- _Problem to work on_:
Pull out each line in the entries below that contains the string "coat". Case counts.

- _Provided data_:
........
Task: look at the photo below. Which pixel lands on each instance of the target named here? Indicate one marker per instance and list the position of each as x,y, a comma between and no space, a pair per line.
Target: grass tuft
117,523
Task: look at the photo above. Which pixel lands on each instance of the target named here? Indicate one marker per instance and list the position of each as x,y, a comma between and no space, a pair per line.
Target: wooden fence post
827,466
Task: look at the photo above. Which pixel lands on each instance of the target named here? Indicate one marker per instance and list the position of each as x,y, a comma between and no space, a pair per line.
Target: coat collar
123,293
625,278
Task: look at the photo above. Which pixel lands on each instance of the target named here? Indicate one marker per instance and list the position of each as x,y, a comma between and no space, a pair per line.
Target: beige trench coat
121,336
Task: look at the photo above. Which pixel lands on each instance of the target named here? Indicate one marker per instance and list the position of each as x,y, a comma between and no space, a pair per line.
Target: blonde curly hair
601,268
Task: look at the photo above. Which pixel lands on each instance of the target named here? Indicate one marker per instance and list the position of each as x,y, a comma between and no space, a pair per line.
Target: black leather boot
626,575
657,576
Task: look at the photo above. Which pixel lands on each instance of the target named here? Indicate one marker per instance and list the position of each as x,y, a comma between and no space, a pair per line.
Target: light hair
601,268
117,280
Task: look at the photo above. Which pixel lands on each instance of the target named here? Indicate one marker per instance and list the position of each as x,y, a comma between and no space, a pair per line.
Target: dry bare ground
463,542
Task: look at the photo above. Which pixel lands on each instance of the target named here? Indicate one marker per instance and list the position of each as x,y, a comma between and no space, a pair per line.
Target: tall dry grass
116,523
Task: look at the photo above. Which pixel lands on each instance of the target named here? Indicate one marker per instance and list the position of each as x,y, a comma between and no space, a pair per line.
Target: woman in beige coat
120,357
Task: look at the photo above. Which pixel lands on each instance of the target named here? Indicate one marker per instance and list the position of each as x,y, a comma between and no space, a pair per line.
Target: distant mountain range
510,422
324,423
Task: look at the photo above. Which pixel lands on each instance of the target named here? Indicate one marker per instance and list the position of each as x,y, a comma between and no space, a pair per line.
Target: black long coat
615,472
........
- _Task answer_:
Target: coat collar
Target: beige trench coat
Target: woman in beige coat
Target: black long coat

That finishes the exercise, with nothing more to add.